PASSAGE CITÉ:
^^^^^^^^^^^^^^^^
Pleines de bonnes intentions, les nouvelles règles en vigueur dans le management peuvent engendrer un conformisme moral et intellectuel au sein des entreprises, affirme l’essayiste. Qui appelle à résister aux excès de cette «vertu dangereuse». Depuis son succès de librairie La Comédie (in) humaine, écrit avec l’économiste Nicolas Bouzou, Julia de Funès s’est affirmée comme l’analyste de référence des dérives de la gestion contemporaine. Elle débusque comme personne les dangers des manifestes vertueux qui promettent le bien-être au travail grâce à l’inclusion, la diversité, l’intelligence collective et autres concepts généreux. Docteur en philosophie et diplômée d’un DESS en ressources humaines, Julia de Funès est moins une polémiste qu’une lanceuse d’alerte: son nouveau livre, La Vertu dangereuse, est un appel précis et argumenté à la résistance contre le prêt à penser. Et pas seulement au sein de l’univers professionnel, tant le politiquement correct imprègne la société dans son ensemble.
LE FIGARO MAGAZINE. — Jamais on a autant parlé de bien-être au travail et, pourtant, beaucoup de salariés se plaignent d’être malheureux dans leur environnement professionnel. Que se passe-t-il?
Julia DE FUNÈS. — En effet, cela fait des années que l’on espère une osmose ouatée entre collaborateurs, que l’on rêve de nager dans une harmonie radieuse, que les organisations développent des parcours bien-être, des politiques toujours plus innovantes de qualité de vie au travail, et certaines entreprises vont loin puisqu’elles créent des postes de «chief happiness officer» (officier en chef du bonheur!) tout en installant, c’est la dernière trouvaille, un petit boîtier baptisé «chief LOL officer», censé évaluer l’ambiance du bureau grâce à une intelligence artificielle. On n’en finit donc pas de miser sur le bien-être, or, jamais il n’y a eu autant de mal-être, d’arrêts de travail, d’arrêts maladie, de surmenage, de démission silencieuse (consistant à ne travailler qu’au minimum NDLR), de démotivation dans les organisations. Comment expliquer ce paradoxe? Le bien-être ne peut pas faire l’objet d’une politique managériale pour des raisons philosophiques de fond. Premièrement, le bien-être est absolument subjectif et indéfinissable. Si je demande à vos lecteurs quel serait leur bonheur ou leur mieux-être demain, j’aurais autant de réponses que de lecteurs! Quelqu’un de malade aura envie de recouvrer la santé. Quelqu’un de seul aura envie de retrouver les siens, etc. Autrement dit, le bien-être est une affaire entre soi et soi-même.
^^^^^^^^^^^^^^^^
DONNÉES EXTRAITES:
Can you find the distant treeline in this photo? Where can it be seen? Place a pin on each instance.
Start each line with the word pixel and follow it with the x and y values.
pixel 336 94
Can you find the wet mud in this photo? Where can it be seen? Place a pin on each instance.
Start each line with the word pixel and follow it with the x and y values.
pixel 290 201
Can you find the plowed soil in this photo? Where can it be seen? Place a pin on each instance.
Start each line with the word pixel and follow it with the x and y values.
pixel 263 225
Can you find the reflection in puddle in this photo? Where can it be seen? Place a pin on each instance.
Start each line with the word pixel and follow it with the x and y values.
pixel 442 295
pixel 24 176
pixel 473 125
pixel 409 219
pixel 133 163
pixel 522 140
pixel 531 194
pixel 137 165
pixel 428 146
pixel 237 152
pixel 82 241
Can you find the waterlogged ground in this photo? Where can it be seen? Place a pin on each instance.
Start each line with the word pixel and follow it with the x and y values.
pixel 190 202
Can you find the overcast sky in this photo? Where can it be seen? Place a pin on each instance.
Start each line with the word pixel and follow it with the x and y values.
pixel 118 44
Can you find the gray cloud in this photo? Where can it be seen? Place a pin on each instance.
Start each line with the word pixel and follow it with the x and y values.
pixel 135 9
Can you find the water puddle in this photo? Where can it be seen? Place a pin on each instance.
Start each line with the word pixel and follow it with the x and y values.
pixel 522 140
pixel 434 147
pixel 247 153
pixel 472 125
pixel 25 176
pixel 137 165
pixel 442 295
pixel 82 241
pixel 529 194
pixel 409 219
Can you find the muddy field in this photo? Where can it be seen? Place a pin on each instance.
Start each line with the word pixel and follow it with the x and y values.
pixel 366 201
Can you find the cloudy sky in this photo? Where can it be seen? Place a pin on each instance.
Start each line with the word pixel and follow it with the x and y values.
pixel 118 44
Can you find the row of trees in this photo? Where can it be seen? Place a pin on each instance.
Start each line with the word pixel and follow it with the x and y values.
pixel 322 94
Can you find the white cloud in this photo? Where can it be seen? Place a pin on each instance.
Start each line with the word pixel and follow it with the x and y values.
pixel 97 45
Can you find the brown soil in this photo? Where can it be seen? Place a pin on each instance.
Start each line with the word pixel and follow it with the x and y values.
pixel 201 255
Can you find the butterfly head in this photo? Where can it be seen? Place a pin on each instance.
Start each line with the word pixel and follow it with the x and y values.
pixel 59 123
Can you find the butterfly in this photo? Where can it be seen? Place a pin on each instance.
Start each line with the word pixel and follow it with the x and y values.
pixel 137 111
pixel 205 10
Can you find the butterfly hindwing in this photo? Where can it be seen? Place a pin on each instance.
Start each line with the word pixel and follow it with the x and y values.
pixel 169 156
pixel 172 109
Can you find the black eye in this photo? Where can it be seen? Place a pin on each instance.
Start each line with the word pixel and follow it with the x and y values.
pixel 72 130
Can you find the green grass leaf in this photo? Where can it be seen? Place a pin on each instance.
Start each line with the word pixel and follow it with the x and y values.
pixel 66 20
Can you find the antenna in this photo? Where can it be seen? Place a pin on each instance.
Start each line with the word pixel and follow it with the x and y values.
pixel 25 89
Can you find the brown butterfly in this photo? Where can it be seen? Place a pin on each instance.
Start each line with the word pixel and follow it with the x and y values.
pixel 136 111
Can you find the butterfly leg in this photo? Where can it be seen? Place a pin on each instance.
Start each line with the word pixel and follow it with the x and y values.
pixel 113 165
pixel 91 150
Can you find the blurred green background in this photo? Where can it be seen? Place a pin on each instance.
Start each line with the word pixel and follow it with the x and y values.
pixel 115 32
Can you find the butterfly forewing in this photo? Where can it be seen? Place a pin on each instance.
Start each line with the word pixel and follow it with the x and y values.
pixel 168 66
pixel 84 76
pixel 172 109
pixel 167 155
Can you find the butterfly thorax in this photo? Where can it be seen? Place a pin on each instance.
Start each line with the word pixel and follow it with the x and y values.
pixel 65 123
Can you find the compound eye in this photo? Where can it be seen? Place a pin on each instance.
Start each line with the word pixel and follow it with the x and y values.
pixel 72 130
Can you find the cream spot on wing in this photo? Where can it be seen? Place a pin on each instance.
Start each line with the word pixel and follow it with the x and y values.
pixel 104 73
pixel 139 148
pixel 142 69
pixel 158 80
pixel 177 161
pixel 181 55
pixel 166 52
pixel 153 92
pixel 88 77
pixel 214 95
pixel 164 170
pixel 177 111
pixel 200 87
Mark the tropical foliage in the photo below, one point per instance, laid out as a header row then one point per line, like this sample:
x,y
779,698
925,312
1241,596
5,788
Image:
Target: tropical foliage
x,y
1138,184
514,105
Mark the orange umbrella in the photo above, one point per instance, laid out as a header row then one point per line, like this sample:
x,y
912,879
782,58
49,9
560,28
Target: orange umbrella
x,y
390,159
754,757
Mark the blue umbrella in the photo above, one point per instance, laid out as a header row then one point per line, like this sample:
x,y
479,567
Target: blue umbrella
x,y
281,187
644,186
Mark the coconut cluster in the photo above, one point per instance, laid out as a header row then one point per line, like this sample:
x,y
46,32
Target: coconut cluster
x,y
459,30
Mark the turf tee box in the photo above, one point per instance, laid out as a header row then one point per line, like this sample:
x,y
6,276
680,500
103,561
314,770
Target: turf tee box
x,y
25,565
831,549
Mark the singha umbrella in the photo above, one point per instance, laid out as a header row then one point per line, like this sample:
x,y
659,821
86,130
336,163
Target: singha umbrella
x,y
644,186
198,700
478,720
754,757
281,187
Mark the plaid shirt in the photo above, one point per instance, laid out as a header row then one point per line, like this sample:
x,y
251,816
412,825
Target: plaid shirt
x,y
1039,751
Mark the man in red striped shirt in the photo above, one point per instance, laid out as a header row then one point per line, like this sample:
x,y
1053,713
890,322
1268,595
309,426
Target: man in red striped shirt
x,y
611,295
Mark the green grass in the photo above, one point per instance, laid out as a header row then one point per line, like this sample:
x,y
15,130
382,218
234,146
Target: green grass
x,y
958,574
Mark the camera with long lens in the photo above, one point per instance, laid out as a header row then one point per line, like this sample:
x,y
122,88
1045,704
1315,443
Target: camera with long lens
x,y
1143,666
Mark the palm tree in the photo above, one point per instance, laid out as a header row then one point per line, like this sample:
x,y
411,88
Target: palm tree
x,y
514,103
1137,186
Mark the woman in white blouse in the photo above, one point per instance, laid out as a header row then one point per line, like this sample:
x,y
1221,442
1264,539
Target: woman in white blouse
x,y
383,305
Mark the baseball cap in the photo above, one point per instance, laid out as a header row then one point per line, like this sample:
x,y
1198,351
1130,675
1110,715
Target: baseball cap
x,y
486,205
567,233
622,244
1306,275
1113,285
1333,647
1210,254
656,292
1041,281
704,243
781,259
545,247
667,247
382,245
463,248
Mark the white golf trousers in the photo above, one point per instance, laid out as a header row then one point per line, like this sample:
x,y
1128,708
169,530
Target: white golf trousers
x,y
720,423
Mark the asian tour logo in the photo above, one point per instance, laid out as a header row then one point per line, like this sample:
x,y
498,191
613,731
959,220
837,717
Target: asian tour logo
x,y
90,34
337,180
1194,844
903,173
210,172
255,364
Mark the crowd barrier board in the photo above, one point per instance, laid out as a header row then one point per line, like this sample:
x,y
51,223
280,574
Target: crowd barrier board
^^^^^^^^^^^^^^^^
VOS TÂCHES:
[1] D'après le passage cité, pour quelle raison Julia de Funès juge-t-elle que le bien-être ne peut pas faire l'objet d'une politique managériale ? Répondez en une à trois phrases.
[2] Veuillez recopier à l'identique le passage cité, en commençant à « LE FIGARO MAGAZINE. » et en terminant à « Que se passe-t-il? ».

CORRIGÉ DES TÂCHES:
[1] Selon elle, le bien-être est absolument subjectif et indéfinissable. Chacun s'en fait une idée différente : un malade voudra recouvrer la santé, une personne seule voudra retrouver les siens. Le bien-être est donc une affaire entre soi et soi-même.

[2]
LE FIGARO MAGAZINE. — Jamais on a autant parlé de bien-être au travail et, pourtant, beaucoup de salariés se plaignent d’être malheureux dans leur environnement professionnel. Que se passe-t-il?